| EXTRAIT DU DOCUMENT |
____

Les confidences de Rami Malek, acteur culte de James Bond, Mr. Robot et Bohemian Rhapsody
Révélé par la série Mr. Robot, l’Américain s’est imposé comme l’un des plus grands acteurs de sa génération avec son interprétation inoubliable du chanteur Freddie Mercury dans Bohemian Rhapsody. Rencontre à Paris avec ce nouvel ambassadeur hors norme et engagé de la maison Cartier qui pourrait bientôt interpréter à l’écran la star du cinéma muet Buster Keaton.
Par Thibaut Wychowanok.

____

| CONSIGNE |
Répondez à ces questions sur le texte consacré à Rami Malek :
1. Quelle série a fait connaître Rami Malek ?
2. Quel chanteur joue-t-il dans Bohemian Rhapsody ?
3. De quelle maison est-il le nouvel ambassadeur ?

____

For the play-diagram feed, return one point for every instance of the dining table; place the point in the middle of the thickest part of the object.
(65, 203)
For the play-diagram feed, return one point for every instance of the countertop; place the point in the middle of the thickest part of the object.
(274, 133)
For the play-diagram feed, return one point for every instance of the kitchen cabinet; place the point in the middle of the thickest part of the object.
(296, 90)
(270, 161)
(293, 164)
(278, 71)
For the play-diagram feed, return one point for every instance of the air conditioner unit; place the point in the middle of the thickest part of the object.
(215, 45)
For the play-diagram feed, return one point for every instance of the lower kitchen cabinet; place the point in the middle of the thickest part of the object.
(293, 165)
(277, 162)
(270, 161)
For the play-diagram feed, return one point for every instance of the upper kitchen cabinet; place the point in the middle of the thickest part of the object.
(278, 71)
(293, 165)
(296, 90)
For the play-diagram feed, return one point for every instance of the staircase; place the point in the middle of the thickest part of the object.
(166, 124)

____

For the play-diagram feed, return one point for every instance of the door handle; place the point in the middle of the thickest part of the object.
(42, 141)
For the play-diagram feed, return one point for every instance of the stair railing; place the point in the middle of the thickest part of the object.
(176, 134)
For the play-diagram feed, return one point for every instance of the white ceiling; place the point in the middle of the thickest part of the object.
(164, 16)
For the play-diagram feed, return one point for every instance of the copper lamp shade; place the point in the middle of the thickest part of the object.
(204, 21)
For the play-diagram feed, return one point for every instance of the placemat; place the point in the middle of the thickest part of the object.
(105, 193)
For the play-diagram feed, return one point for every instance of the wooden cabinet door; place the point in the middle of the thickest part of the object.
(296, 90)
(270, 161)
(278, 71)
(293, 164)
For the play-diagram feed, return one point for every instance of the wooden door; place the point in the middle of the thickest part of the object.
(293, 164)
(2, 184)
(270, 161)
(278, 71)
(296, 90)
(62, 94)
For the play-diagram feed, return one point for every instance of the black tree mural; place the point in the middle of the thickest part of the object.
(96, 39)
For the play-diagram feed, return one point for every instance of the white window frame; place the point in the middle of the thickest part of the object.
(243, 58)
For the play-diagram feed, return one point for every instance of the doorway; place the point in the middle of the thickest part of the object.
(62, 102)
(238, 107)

____

| RÉSULTAT DE L'EXERCICE |
1. Mr. Robot.
2. Freddie Mercury.
3. Cartier.